**Work instructions**
Write out the lines below, starting with the one that contains "of the white" and continuing through the last line, without any changes.

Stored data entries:
========================

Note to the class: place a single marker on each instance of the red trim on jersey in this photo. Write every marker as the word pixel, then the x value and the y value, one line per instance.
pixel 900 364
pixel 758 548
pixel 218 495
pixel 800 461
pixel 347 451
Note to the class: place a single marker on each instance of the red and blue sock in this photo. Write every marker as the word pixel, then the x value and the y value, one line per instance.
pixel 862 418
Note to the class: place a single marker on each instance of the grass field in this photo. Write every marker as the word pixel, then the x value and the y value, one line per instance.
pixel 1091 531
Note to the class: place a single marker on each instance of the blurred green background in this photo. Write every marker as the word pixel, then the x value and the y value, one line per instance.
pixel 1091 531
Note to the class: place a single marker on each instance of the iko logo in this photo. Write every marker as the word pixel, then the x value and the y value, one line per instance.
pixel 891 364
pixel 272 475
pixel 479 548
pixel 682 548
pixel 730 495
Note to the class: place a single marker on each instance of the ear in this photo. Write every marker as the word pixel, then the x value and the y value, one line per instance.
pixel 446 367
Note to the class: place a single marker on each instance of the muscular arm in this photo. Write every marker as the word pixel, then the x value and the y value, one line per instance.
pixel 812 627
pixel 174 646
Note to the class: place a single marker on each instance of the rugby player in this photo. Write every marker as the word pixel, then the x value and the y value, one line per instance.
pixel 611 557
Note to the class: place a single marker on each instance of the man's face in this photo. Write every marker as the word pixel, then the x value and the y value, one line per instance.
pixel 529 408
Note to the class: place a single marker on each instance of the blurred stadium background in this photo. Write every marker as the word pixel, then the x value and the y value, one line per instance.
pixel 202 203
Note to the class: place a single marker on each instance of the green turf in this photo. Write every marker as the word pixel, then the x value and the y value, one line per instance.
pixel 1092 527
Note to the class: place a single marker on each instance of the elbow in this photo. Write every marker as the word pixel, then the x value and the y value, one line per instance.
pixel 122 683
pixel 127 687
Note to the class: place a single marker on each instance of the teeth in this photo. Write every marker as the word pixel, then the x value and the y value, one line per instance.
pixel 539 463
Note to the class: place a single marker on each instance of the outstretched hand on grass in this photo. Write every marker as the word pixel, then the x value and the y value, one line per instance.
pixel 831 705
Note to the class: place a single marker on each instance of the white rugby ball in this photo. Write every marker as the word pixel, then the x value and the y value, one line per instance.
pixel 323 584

========================

**Solution to this task**
Note to the class: place a single marker on each instance of the white rugby ball in this photo. Write every marker as the word pixel, then the x value and the y value, one line per instance.
pixel 323 584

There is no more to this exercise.